---------- Dataset rows ----------

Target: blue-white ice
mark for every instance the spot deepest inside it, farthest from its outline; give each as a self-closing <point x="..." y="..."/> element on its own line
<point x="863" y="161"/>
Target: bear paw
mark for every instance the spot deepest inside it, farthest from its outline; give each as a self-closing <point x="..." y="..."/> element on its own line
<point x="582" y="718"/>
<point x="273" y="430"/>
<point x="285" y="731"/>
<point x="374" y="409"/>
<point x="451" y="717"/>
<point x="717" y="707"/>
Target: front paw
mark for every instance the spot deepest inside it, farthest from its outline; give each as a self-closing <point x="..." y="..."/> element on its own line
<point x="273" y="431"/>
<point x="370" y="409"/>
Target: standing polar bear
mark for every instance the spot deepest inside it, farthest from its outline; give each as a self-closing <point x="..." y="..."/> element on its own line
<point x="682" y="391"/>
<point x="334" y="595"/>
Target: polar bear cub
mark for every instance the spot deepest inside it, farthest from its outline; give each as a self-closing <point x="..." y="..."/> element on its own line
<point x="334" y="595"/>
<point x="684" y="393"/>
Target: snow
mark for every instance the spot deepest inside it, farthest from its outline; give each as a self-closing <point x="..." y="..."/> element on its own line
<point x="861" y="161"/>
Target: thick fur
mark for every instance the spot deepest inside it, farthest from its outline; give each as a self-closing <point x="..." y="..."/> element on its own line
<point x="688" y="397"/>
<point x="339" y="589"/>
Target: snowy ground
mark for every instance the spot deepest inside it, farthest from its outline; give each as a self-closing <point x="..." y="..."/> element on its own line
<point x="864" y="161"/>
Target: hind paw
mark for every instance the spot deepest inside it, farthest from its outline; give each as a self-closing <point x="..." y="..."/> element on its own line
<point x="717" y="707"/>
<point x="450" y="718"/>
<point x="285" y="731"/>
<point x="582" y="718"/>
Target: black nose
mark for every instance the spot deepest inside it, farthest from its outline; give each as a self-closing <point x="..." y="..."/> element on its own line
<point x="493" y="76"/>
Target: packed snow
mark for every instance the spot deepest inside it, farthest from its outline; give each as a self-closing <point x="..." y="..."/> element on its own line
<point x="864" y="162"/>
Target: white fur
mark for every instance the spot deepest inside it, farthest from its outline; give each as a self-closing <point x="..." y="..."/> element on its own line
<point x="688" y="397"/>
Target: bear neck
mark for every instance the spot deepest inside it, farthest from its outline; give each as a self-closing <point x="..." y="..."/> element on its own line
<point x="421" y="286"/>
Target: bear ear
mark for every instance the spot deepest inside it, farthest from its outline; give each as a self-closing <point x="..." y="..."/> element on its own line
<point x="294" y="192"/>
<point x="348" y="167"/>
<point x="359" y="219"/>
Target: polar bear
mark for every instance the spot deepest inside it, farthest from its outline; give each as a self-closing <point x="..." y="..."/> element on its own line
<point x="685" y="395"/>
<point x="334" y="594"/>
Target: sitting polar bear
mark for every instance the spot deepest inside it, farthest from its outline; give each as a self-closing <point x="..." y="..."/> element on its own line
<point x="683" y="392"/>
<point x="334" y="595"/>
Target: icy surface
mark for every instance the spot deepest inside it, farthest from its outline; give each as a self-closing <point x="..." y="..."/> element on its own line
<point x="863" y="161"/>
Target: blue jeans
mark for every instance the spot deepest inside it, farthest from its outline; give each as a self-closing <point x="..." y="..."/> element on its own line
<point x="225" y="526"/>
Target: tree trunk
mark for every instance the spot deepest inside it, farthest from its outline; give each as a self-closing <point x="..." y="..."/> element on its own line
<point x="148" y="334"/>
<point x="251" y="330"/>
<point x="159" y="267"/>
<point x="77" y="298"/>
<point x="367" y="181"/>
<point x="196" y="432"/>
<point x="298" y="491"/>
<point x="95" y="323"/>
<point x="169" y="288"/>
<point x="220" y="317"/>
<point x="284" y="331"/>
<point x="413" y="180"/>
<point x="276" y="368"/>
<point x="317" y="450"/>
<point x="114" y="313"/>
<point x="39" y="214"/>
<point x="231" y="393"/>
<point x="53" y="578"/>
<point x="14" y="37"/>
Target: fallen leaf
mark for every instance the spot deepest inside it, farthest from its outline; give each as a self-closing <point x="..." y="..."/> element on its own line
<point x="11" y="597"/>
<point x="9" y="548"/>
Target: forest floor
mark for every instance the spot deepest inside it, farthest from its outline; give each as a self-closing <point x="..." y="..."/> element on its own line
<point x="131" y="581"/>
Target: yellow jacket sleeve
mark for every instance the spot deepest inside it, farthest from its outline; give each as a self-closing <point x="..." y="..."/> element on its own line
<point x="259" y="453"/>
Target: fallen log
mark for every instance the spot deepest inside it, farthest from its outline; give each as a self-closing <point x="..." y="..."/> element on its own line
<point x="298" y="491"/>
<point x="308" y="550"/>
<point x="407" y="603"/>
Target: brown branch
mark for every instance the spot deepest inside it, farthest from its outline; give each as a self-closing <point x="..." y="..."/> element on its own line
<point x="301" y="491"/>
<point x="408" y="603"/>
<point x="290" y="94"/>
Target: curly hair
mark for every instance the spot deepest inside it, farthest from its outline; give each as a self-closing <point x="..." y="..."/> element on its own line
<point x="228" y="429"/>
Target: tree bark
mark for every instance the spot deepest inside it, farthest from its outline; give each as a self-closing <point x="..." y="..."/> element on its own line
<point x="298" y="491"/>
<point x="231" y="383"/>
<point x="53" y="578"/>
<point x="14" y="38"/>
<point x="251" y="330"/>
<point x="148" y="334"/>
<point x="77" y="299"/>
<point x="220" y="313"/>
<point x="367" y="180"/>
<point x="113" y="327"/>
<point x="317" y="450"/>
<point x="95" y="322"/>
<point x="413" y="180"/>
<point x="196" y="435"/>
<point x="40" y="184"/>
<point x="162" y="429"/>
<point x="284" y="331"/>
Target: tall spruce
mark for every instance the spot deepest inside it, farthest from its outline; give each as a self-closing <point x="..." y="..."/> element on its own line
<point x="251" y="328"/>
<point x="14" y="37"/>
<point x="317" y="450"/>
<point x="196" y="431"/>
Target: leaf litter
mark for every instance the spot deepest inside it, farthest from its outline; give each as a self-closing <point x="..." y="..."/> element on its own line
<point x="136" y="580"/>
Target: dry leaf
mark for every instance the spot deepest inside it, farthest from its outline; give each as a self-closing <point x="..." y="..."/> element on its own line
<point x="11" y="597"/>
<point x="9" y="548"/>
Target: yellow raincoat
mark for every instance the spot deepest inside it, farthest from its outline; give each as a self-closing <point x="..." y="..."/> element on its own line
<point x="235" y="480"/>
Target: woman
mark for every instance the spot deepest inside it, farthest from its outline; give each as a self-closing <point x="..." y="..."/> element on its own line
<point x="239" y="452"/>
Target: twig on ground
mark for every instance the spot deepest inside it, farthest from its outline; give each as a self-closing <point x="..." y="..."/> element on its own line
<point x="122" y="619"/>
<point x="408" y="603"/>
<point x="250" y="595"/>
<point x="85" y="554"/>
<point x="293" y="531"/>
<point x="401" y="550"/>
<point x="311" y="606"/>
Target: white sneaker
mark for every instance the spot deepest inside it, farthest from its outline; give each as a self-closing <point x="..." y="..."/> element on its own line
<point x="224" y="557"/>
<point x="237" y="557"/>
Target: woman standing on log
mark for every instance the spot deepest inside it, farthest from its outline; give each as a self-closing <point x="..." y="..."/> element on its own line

----------

- [Work required] Copy exactly, word for word, the line with "Target: tall spruce" through the final line of the listing.

- [Output below]
Target: tall spruce
mark for every instance the spot deepest inside it, farthest from its outline; give each as a self-closing <point x="..." y="..."/> element on its own line
<point x="251" y="328"/>
<point x="14" y="37"/>
<point x="317" y="450"/>
<point x="196" y="431"/>
Target: leaf litter
mark for every instance the spot deepest inside it, farthest from its outline; give each as a self-closing <point x="..." y="..."/> element on its own line
<point x="136" y="580"/>
Target: dry leaf
mark for every instance the spot deepest inside it, farthest from its outline; give each as a self-closing <point x="..." y="..."/> element on its own line
<point x="11" y="597"/>
<point x="9" y="548"/>
Target: yellow raincoat
mark for every instance the spot deepest inside it, farthest from its outline; give each as a self-closing <point x="..." y="..."/> element on its own line
<point x="235" y="480"/>
Target: woman
mark for every instance the spot deepest inside it, farthest from its outline; give each as a self-closing <point x="..." y="..."/> element on its own line
<point x="239" y="452"/>
Target: twig on ground
mark for every instance the spot deepest inside it, farthest from its outline; give each as a self-closing <point x="..." y="..."/> element on its own line
<point x="122" y="619"/>
<point x="408" y="603"/>
<point x="250" y="595"/>
<point x="85" y="554"/>
<point x="293" y="531"/>
<point x="401" y="550"/>
<point x="311" y="606"/>
Target: white sneaker
mark for every instance the spot deepest inside it, farthest from its outline; give each as a self-closing <point x="..." y="..."/> element on its own line
<point x="224" y="557"/>
<point x="237" y="557"/>
Target: woman standing on log
mark for every instance the spot deepest inside it, farthest from its outline; give each as a self-closing <point x="..." y="..."/> element on its own line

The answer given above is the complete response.